» **Try it**:
Down to the last line, repeat the data below exactly.

(Records supplied begins)

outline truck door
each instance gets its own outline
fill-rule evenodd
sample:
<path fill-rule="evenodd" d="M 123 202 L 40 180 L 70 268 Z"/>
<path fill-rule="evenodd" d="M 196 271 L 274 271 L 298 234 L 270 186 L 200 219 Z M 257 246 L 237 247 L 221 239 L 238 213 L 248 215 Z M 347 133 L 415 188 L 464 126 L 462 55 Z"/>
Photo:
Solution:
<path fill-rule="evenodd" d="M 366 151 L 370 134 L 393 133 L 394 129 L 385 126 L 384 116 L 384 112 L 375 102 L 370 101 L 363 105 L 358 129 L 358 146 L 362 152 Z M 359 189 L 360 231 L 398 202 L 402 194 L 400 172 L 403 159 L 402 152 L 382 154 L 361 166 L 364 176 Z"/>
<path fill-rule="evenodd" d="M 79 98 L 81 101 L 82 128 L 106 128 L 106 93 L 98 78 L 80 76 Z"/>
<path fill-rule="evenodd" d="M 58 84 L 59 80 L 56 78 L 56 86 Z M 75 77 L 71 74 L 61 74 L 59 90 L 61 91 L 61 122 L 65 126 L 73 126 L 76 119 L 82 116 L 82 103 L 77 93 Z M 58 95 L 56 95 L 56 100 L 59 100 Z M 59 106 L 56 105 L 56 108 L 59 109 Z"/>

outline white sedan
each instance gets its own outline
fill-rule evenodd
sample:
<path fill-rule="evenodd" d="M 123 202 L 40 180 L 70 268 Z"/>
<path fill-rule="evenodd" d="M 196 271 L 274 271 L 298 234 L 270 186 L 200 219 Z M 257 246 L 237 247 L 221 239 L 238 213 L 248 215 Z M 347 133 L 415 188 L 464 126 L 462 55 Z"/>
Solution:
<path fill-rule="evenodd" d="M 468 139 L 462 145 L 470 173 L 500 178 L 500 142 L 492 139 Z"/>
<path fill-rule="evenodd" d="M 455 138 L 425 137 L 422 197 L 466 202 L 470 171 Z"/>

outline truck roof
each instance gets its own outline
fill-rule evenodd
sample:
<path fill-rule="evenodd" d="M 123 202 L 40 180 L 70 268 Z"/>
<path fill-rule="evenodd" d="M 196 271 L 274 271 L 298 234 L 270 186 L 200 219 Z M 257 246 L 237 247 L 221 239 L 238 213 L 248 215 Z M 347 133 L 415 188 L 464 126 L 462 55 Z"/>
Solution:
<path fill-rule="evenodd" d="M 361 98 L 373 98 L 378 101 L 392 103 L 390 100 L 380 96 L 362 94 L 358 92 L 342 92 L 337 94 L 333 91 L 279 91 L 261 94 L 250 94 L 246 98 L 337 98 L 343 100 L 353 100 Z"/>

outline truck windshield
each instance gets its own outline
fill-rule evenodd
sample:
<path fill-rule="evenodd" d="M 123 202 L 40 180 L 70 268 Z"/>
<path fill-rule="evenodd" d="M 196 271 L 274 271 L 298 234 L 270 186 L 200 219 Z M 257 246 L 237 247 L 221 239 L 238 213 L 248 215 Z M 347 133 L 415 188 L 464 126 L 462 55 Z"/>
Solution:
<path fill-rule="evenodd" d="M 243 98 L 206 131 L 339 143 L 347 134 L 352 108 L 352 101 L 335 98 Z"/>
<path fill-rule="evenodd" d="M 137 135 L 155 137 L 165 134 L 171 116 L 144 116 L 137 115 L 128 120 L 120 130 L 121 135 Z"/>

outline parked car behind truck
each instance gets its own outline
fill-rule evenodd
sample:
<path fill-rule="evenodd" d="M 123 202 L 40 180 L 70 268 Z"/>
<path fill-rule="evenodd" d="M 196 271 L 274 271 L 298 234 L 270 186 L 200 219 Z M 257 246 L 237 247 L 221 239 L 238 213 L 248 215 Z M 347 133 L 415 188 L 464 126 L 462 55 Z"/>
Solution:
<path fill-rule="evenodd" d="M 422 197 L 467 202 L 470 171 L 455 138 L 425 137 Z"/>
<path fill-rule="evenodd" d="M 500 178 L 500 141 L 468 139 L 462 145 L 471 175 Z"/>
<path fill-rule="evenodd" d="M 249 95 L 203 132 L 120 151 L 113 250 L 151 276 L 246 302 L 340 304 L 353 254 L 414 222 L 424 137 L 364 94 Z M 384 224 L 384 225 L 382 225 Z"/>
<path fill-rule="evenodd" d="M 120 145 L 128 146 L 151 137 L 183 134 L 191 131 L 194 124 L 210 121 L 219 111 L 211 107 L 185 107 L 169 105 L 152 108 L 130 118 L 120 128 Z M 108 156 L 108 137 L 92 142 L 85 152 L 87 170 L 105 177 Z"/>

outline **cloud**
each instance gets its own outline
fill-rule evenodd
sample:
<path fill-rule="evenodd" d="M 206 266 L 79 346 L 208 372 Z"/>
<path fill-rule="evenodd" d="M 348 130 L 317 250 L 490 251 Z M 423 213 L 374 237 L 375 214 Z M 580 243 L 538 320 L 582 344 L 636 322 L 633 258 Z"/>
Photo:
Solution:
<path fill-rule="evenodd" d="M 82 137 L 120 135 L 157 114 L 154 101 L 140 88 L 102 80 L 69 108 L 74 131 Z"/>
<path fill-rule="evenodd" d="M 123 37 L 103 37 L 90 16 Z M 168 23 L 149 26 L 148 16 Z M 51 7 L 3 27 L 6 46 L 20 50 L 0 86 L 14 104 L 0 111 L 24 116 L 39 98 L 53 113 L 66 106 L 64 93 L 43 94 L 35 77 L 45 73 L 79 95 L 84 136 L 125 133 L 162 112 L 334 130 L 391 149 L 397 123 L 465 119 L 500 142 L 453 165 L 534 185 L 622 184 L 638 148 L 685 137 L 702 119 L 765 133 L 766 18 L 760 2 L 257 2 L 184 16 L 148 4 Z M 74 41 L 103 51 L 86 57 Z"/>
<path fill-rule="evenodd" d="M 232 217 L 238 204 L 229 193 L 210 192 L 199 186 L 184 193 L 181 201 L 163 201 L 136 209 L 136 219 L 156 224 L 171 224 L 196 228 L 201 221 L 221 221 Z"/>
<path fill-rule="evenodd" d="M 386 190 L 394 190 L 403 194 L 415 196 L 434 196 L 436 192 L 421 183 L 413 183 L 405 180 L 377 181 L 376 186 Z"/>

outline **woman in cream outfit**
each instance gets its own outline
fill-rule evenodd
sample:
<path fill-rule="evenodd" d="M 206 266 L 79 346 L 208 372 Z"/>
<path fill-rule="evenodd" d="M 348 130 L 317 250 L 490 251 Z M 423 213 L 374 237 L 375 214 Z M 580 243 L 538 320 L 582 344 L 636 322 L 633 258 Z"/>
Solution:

(Records supplied ends)

» **Response**:
outline truck door
each instance gets its own outline
fill-rule evenodd
sample:
<path fill-rule="evenodd" d="M 123 202 L 40 180 L 70 268 Z"/>
<path fill-rule="evenodd" d="M 196 271 L 274 271 L 298 234 L 270 186 L 200 219 Z M 257 246 L 237 247 L 221 239 L 238 213 L 248 215 Z M 347 133 L 415 188 L 464 126 L 462 55 Z"/>
Photo:
Solution:
<path fill-rule="evenodd" d="M 366 151 L 370 134 L 393 133 L 394 129 L 385 126 L 384 116 L 384 112 L 375 102 L 370 101 L 363 105 L 358 129 L 358 146 L 362 152 Z M 359 189 L 360 231 L 398 202 L 402 194 L 400 172 L 403 159 L 402 152 L 382 154 L 361 166 L 364 176 Z"/>
<path fill-rule="evenodd" d="M 79 98 L 81 101 L 82 128 L 106 128 L 106 93 L 98 78 L 80 76 Z"/>
<path fill-rule="evenodd" d="M 58 84 L 59 80 L 56 78 L 56 86 Z M 75 77 L 71 74 L 61 74 L 59 90 L 61 91 L 61 122 L 65 126 L 73 126 L 76 119 L 82 116 L 82 103 L 77 93 Z M 58 95 L 56 95 L 56 100 L 59 100 Z M 59 106 L 56 105 L 56 108 L 59 109 Z"/>

outline white sedan
each instance gets its own outline
fill-rule evenodd
sample:
<path fill-rule="evenodd" d="M 123 202 L 40 180 L 70 268 Z"/>
<path fill-rule="evenodd" d="M 196 271 L 274 271 L 298 234 L 270 186 L 200 219 Z M 257 246 L 237 247 L 221 239 L 238 213 L 248 215 Z M 347 133 L 415 188 L 464 126 L 462 55 Z"/>
Solution:
<path fill-rule="evenodd" d="M 468 139 L 462 145 L 470 173 L 500 178 L 500 142 L 492 139 Z"/>
<path fill-rule="evenodd" d="M 455 138 L 425 137 L 422 197 L 466 202 L 470 171 Z"/>

outline truck roof
each instance gets its own outline
fill-rule evenodd
sample:
<path fill-rule="evenodd" d="M 123 202 L 40 180 L 70 268 Z"/>
<path fill-rule="evenodd" d="M 196 271 L 274 271 L 298 234 L 270 186 L 200 219 Z M 257 246 L 237 247 L 221 239 L 238 213 L 248 215 Z M 347 133 L 415 188 L 464 126 L 462 55 Z"/>
Solution:
<path fill-rule="evenodd" d="M 361 98 L 373 98 L 378 101 L 392 103 L 390 100 L 380 96 L 362 94 L 358 92 L 342 92 L 337 94 L 333 91 L 279 91 L 261 94 L 250 94 L 246 98 L 337 98 L 343 100 L 353 100 Z"/>

outline truck windshield
each instance gets its own outline
fill-rule evenodd
sample:
<path fill-rule="evenodd" d="M 123 202 L 40 180 L 70 268 Z"/>
<path fill-rule="evenodd" d="M 196 271 L 274 271 L 298 234 L 270 186 L 200 219 Z M 257 246 L 237 247 L 221 239 L 238 213 L 248 215 Z M 347 133 L 415 188 L 464 126 L 462 55 Z"/>
Solution:
<path fill-rule="evenodd" d="M 243 98 L 206 131 L 339 143 L 347 134 L 352 108 L 352 101 L 335 98 Z"/>
<path fill-rule="evenodd" d="M 137 135 L 155 137 L 165 134 L 171 116 L 144 116 L 137 115 L 128 120 L 120 130 L 121 135 Z"/>

outline parked car behind truck
each instance gets its own outline
fill-rule evenodd
sample:
<path fill-rule="evenodd" d="M 123 202 L 40 180 L 70 268 Z"/>
<path fill-rule="evenodd" d="M 196 271 L 274 271 L 298 234 L 270 186 L 200 219 Z M 257 246 L 237 247 L 221 239 L 238 213 L 248 215 Z M 347 133 L 415 188 L 464 126 L 462 55 Z"/>
Solution:
<path fill-rule="evenodd" d="M 422 197 L 467 202 L 470 171 L 455 138 L 425 137 Z"/>
<path fill-rule="evenodd" d="M 500 178 L 500 141 L 468 139 L 462 145 L 471 175 Z"/>
<path fill-rule="evenodd" d="M 249 95 L 203 132 L 120 151 L 113 250 L 151 276 L 246 302 L 340 304 L 353 254 L 414 222 L 424 137 L 364 94 Z M 384 224 L 384 225 L 382 225 Z"/>
<path fill-rule="evenodd" d="M 120 145 L 128 146 L 151 137 L 183 134 L 191 131 L 194 124 L 210 121 L 219 111 L 211 107 L 185 107 L 169 105 L 152 108 L 130 118 L 120 128 Z M 108 156 L 108 137 L 92 142 L 85 152 L 87 170 L 105 177 Z"/>

outline **cloud**
each instance gets its own outline
fill-rule evenodd
sample:
<path fill-rule="evenodd" d="M 206 266 L 79 346 L 208 372 Z"/>
<path fill-rule="evenodd" d="M 348 130 L 317 250 L 490 251 Z M 423 213 L 374 237 L 375 214 Z M 580 243 L 538 320 L 582 344 L 636 322 L 633 258 Z"/>
Photo:
Solution:
<path fill-rule="evenodd" d="M 82 137 L 120 135 L 157 114 L 154 101 L 140 88 L 102 80 L 69 108 L 74 131 Z"/>
<path fill-rule="evenodd" d="M 123 37 L 103 37 L 90 16 Z M 168 23 L 149 26 L 148 16 Z M 51 7 L 3 27 L 6 46 L 20 50 L 0 86 L 14 104 L 0 111 L 24 116 L 39 98 L 53 113 L 66 106 L 64 93 L 43 94 L 35 77 L 45 73 L 79 95 L 84 136 L 125 133 L 162 112 L 334 130 L 391 149 L 397 123 L 465 119 L 500 142 L 453 165 L 534 185 L 622 184 L 638 148 L 685 137 L 702 119 L 765 133 L 766 18 L 760 2 L 257 2 L 184 16 L 148 4 Z M 74 41 L 103 51 L 86 57 Z"/>
<path fill-rule="evenodd" d="M 232 217 L 238 204 L 229 193 L 210 192 L 199 186 L 184 193 L 181 201 L 163 201 L 136 209 L 136 219 L 156 224 L 171 224 L 196 228 L 201 221 L 221 221 Z"/>
<path fill-rule="evenodd" d="M 386 190 L 394 190 L 403 194 L 415 196 L 434 196 L 436 192 L 421 183 L 413 183 L 405 180 L 377 181 L 376 186 Z"/>

outline **woman in cream outfit**
each instance gets its own outline
fill-rule evenodd
sample:
<path fill-rule="evenodd" d="M 206 266 L 79 346 L 208 372 Z"/>
<path fill-rule="evenodd" d="M 348 130 L 317 250 L 490 251 Z M 423 213 L 374 237 L 375 214 Z M 580 243 L 538 320 L 582 344 L 636 322 L 633 258 Z"/>
Solution:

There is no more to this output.